%%

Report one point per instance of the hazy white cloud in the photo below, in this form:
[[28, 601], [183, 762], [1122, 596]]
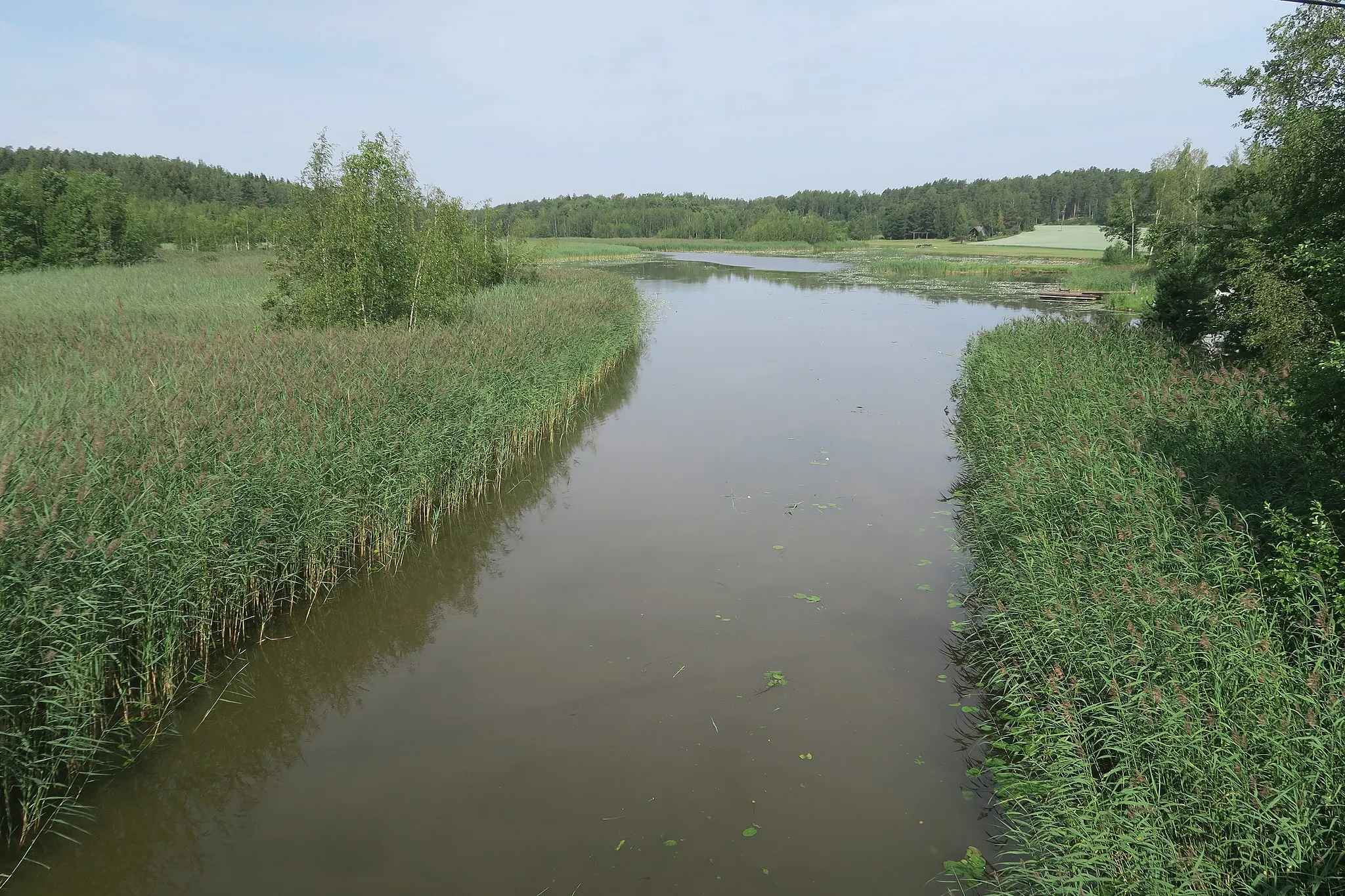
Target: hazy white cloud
[[522, 100]]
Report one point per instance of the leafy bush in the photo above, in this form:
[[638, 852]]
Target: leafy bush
[[369, 246]]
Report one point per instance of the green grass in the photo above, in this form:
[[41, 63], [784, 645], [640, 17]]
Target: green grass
[[1087, 237], [174, 473], [568, 247], [1160, 702], [984, 268]]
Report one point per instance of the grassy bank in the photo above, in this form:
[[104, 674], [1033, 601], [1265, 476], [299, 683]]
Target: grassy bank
[[568, 247], [1161, 700], [174, 472]]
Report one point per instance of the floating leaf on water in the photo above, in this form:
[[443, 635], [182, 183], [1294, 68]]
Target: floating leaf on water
[[971, 870]]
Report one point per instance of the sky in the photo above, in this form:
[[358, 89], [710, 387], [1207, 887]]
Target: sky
[[522, 100]]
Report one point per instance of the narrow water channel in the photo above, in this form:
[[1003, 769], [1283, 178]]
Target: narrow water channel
[[567, 692]]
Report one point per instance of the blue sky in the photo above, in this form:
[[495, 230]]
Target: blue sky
[[503, 101]]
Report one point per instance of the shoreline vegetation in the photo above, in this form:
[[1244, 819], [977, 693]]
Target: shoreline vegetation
[[175, 471], [1157, 654], [1156, 606]]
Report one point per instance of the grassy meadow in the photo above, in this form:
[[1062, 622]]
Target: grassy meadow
[[1076, 237], [175, 471], [1160, 673]]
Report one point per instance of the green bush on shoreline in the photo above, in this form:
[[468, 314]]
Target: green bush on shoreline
[[1161, 699], [174, 476]]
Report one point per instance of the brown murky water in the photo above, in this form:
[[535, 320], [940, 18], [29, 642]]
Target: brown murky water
[[571, 679]]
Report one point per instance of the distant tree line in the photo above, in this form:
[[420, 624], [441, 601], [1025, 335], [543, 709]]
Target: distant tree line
[[61, 218], [206, 207], [1251, 257], [190, 205], [944, 209]]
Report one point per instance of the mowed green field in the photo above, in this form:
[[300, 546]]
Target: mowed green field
[[175, 471], [1088, 237]]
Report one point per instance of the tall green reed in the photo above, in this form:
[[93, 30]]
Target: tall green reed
[[1160, 715], [169, 484]]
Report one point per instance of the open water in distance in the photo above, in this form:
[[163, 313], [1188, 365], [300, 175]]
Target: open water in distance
[[567, 681]]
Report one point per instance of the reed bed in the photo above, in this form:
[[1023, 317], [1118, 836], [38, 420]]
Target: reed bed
[[985, 268], [1161, 702], [170, 480]]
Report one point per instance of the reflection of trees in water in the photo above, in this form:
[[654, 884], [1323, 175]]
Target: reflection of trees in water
[[155, 822], [938, 291]]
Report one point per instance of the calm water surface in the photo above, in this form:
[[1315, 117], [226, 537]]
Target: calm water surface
[[572, 676]]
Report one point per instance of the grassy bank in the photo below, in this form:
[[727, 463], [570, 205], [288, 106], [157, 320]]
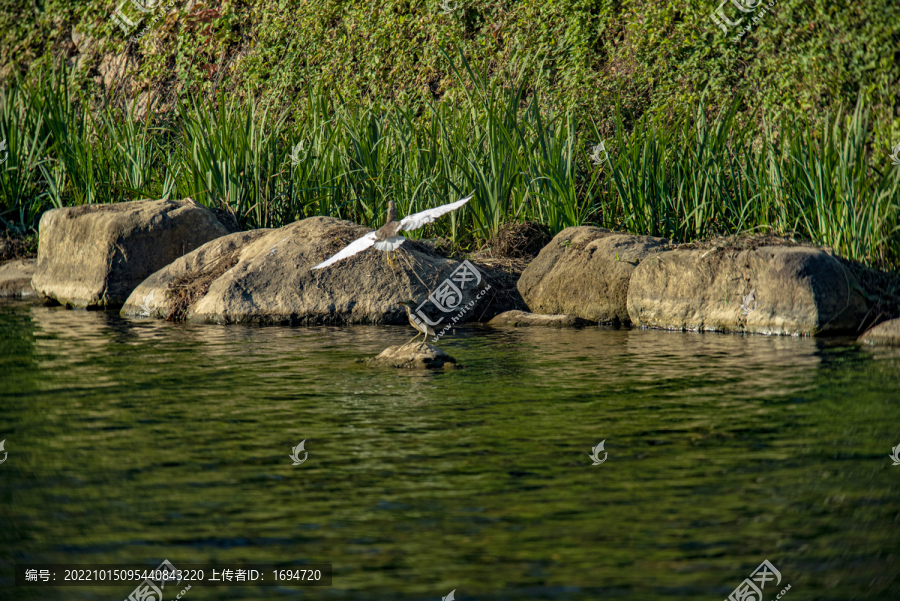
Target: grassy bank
[[682, 176]]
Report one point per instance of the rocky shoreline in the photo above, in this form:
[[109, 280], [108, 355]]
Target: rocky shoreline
[[176, 260]]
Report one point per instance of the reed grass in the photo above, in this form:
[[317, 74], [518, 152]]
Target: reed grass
[[682, 177]]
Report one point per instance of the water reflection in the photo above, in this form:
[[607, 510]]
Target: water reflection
[[140, 440]]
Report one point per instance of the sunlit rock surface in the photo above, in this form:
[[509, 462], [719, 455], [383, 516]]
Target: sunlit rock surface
[[93, 256], [767, 290], [15, 278], [584, 272], [264, 276]]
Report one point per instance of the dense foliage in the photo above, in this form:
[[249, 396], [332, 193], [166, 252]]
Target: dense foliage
[[284, 109], [802, 57]]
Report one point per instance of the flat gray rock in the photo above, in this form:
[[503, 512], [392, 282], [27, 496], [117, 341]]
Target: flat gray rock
[[769, 290], [584, 272], [264, 276], [15, 278], [94, 256]]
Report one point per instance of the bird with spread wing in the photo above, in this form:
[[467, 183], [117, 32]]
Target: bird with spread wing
[[387, 238]]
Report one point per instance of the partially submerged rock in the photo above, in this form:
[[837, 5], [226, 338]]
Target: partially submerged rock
[[15, 278], [94, 256], [884, 334], [584, 272], [522, 318], [413, 356], [264, 276], [767, 290]]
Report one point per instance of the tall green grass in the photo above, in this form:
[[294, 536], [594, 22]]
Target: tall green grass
[[678, 176]]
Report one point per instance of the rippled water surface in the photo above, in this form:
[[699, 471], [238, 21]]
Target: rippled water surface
[[135, 440]]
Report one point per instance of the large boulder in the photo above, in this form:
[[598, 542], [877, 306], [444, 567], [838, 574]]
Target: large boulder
[[93, 256], [767, 290], [884, 334], [264, 276], [15, 278], [584, 272]]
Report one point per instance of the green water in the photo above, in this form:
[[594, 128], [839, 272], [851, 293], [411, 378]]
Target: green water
[[136, 441]]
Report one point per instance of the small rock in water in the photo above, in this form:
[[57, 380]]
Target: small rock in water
[[521, 318], [413, 356], [884, 334]]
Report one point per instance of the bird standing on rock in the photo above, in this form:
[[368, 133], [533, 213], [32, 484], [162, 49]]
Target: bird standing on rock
[[422, 327], [386, 238]]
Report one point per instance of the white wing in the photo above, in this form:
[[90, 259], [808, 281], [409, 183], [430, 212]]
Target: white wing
[[417, 220], [357, 246]]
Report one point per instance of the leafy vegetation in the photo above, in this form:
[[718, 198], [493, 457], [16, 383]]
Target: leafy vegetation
[[682, 176]]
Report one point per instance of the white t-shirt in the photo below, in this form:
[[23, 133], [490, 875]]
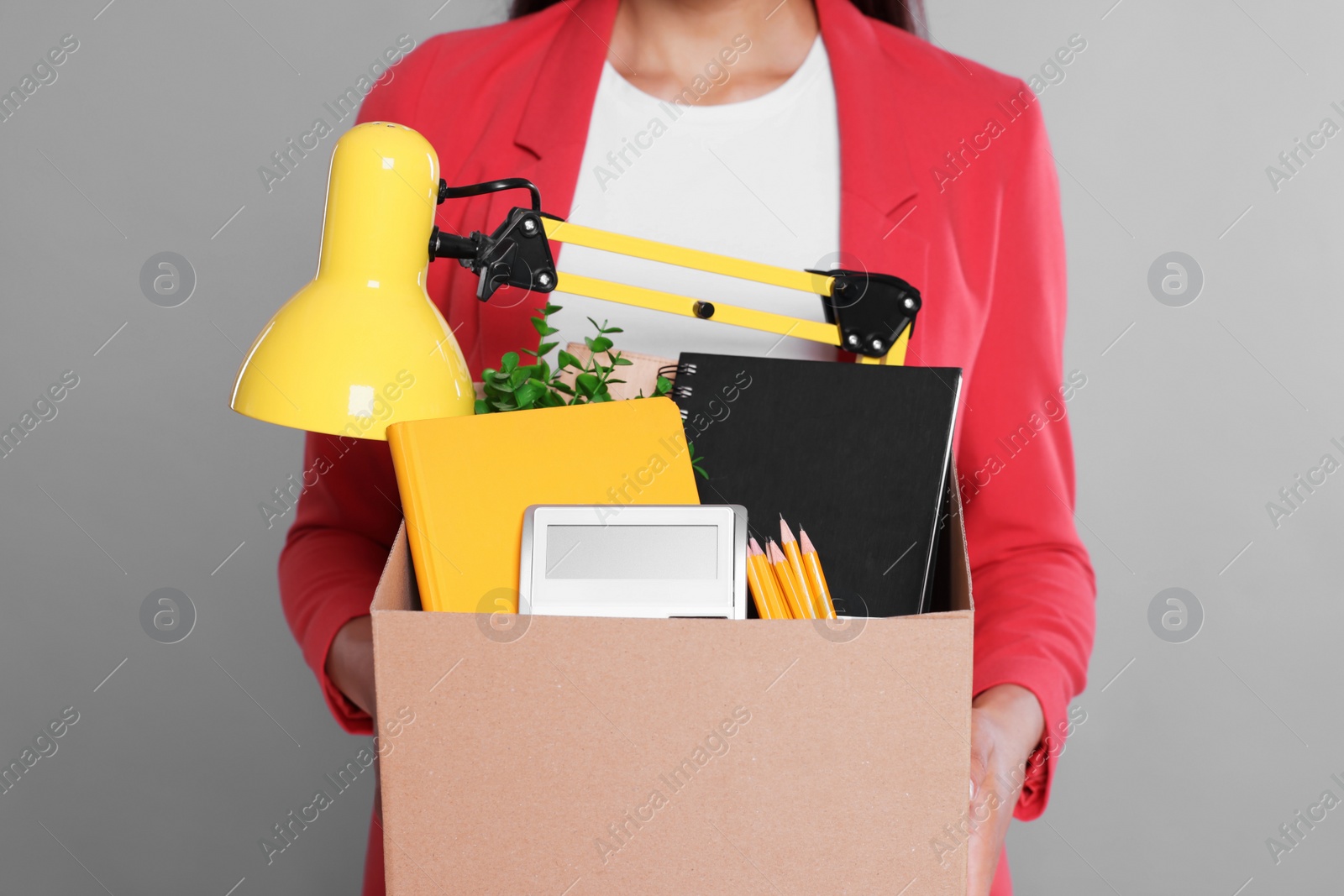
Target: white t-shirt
[[757, 181]]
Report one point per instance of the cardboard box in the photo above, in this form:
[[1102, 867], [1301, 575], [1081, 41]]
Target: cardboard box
[[575, 757]]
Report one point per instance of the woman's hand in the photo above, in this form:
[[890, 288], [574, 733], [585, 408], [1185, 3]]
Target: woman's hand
[[1005, 728], [349, 663]]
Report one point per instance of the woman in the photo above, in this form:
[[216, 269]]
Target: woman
[[801, 134]]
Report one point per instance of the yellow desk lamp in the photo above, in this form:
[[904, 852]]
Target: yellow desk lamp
[[363, 345]]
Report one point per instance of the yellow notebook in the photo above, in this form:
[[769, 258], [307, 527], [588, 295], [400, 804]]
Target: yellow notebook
[[467, 479]]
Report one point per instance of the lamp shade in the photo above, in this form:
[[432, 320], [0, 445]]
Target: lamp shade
[[362, 345]]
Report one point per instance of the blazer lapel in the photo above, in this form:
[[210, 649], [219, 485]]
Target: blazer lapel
[[880, 226]]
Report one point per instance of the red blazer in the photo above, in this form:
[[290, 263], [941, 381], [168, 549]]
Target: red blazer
[[947, 181]]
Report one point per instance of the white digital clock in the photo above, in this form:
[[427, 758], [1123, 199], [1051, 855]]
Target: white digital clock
[[638, 560]]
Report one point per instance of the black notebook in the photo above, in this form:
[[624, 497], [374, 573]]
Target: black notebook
[[855, 454]]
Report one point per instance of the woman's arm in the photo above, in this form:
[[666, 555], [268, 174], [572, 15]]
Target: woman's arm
[[344, 526], [1032, 579], [333, 555]]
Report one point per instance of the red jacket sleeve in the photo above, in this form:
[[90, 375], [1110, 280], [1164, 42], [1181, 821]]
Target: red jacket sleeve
[[1032, 575], [349, 510]]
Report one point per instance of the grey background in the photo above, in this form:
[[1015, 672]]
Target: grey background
[[1193, 418]]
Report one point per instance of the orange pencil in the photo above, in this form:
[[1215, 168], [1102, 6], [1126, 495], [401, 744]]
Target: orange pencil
[[799, 606], [769, 602], [819, 580], [800, 575]]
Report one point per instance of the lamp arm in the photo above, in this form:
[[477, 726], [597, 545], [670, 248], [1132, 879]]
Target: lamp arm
[[867, 313]]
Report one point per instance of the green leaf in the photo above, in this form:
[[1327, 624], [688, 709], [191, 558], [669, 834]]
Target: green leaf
[[528, 394]]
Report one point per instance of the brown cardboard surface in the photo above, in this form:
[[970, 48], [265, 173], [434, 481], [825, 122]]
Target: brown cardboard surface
[[544, 750]]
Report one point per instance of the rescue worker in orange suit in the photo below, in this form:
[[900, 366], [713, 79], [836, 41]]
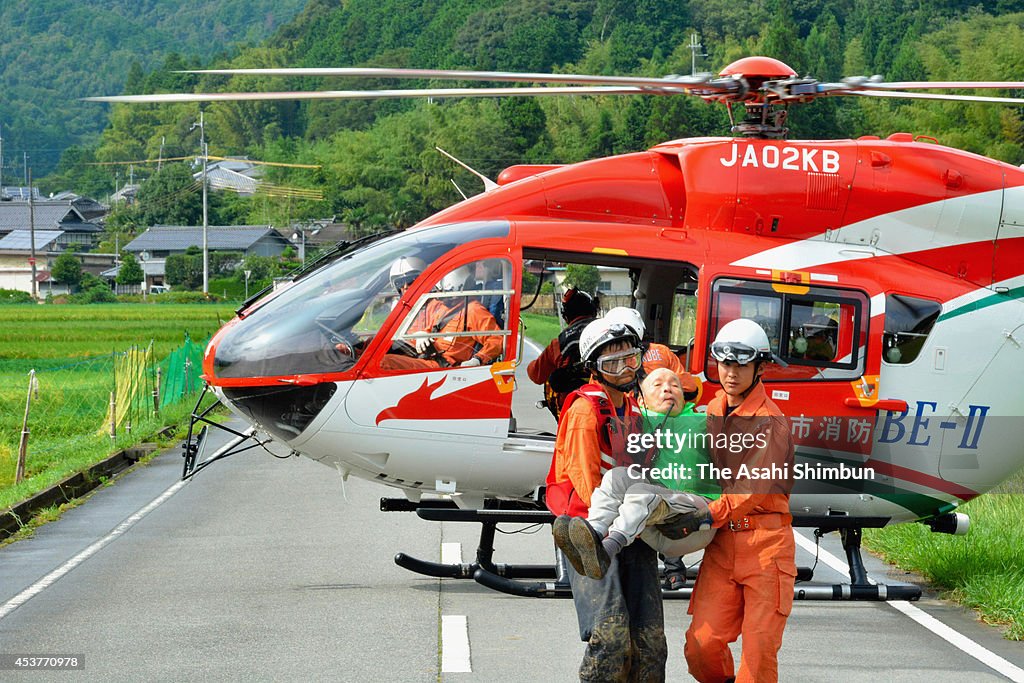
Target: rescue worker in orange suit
[[558, 368], [443, 318], [658, 355], [744, 587], [620, 614]]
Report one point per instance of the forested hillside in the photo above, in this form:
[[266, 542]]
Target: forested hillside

%%

→ Instruction
Rewrite the part that opens with the line containing "Report one point per instance of the bird standing" and closes with the line containing "[[757, 181]]", changing "Target" to "Label" and keeping everything else the same. Omit the picture from your answer.

→ Response to the exercise
Report one point per instance of the bird standing on rock in the photo above, in this form:
[[368, 133], [533, 213], [32, 484], [162, 49]]
Label: bird standing on rock
[[422, 327], [386, 238]]
Report one point per instance of the white wing in the photo above, in this form:
[[90, 259], [808, 281], [409, 183], [430, 212]]
Label: white wing
[[417, 220], [357, 246]]
Report one point per instance of the leafy vegetation in the photo above, in this form:
[[718, 198], [493, 457], [16, 383]]
Label: leafy vegetation
[[682, 176]]
Report one point per instance of the white t-shirt in the photo below, in this form:
[[23, 133], [490, 875]]
Label: white t-shirt
[[757, 181]]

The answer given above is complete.